Information given =>
*** Begin section ***

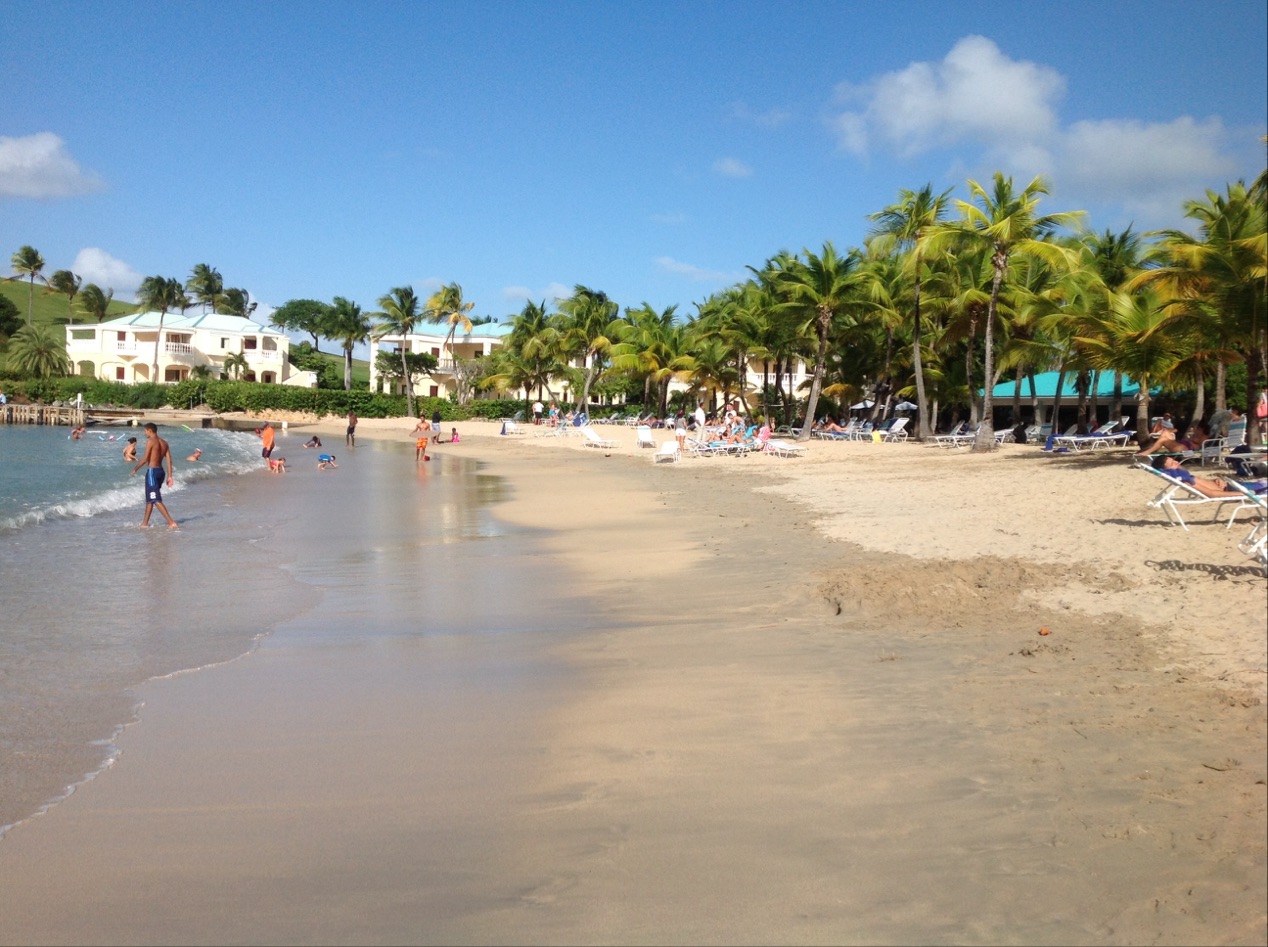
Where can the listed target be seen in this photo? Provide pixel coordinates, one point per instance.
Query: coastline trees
(95, 303)
(349, 326)
(904, 225)
(38, 351)
(207, 287)
(27, 263)
(67, 284)
(1004, 222)
(400, 316)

*** End section ***

Task to carry out =>
Images are to be omitted; repeat the remaining data above exactly.

Result =>
Where can the listed target be seen in this photo? Provide pixel coordinates, one point per instance.
Query: coastline trees
(95, 303)
(349, 326)
(904, 225)
(38, 351)
(207, 287)
(27, 263)
(67, 284)
(1004, 222)
(400, 316)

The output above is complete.